X-625 Groundwater Treatment Facility, Portsmouth Gaseous Diffusion Plant, Piketon, OH

A pilot-scale field test of reactive media (zero-valent iron) for degrading trichloroethylene (TCE) in ground water is currently in place at the X-625 Groundwater Treatment Facility at the U.S. Department of Energy's (DOE) Portsmouth Gaseous Diffusion Plant in Piketon, Ohio. Influent concentrations of TCE for the treatment facility range from 70 to 150 µg/L. Contamination resulted from past waste disposal practices at the plant.

The uppermost layer underlying the site is composed of approximately 30 ft of silt. The contaminated aquifer resides below this layer within a 2- to 10-ft layer of silty gravel and has a hydraulic conductivity of approximately 20 ft/day. Bedrock is 32-40 ft below ground surface (bgs).

The X-625 facility consists of a 500-ft horizontal well that collects TCE-contaminated ground water from within the silty-gravel aquifer underlying the treatment area at a depth of 30 ft. This ground water is fed into a building constructed at an elevation that is 3-5 ft below bedrock. The ground water then is distributed through a series of canisters filled with zero-valent iron (Fe0). The flow rate into the facility has been less than 1gpm. The facility is currently being converted to accommodate a higher ground-water flow rate (5 gpm). After conversion, treatment will be through zero-valent iron in the form of foamed pellets. Electrochemical enhancement by passing a current through the iron media also is being considered.

Given data
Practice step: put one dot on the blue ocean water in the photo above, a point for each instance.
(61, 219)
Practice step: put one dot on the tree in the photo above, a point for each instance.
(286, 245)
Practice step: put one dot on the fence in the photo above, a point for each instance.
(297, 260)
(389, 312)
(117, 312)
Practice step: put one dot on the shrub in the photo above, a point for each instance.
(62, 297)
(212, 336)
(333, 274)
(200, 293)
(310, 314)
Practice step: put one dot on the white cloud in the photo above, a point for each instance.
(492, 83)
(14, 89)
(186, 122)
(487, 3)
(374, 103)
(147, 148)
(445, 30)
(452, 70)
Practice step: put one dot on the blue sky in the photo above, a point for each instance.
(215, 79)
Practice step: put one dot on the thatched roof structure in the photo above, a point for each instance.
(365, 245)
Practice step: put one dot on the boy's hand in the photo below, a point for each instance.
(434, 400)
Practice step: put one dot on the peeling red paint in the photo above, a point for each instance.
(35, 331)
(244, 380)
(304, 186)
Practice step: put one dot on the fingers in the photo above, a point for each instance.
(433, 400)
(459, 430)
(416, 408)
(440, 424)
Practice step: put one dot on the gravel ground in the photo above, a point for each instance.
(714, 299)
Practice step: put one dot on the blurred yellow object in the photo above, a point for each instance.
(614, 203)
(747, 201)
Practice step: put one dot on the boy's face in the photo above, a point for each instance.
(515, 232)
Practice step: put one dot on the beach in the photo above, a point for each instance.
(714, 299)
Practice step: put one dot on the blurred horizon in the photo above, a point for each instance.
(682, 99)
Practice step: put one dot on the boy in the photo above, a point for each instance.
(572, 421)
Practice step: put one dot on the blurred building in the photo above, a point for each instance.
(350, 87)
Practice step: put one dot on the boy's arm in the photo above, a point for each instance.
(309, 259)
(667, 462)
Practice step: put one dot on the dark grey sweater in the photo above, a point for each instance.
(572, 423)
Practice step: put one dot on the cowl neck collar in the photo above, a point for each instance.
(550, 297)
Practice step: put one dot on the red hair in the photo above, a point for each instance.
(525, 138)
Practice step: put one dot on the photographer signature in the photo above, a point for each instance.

Written tasks
1. In the X-625 facility text, how long is the horizontal well that collects the contaminated ground water?
2. Decide whether each statement agrees with the X-625 facility text: (a) Influent TCE concentrations at the facility range from 70 to 150 µg/L. (b) The contaminated aquifer has a hydraulic conductivity of about 50 ft/day. (c) After conversion, treatment will use zero-valent iron in the form of foamed pellets.
3. Write the next part of the X-625 facility text, starting after its last sentence.

Responses
1. 500 ft.

2.
(a) Yes: "Influent concentrations of TCE for the treatment facility range from 70 to 150 µg/L."
(b) No: "has a hydraulic conductivity of approximately 20 ft/day"
(c) Yes: "After conversion, treatment will be through zero-valent iron in the form of foamed pellets."

3.
Testing of the Fe0 filings was conducted from March 1996 through March 1998. Results indicated a reduction of TCE concentrations to less than 5 µg/L after passage through the treatment system. Reductions in the hydraulic conductivity of the iron media due to mineral precipitation (e.g., iron oxides and iron sulfides) were observed. The life of the reactive media will be dependent on high Fe0 corrosion rates influenced by the high sulfate levels in the ground water.

Future sampling plans will be developed during conversion to the higher flow rate, which is expected to be completed by October 1998.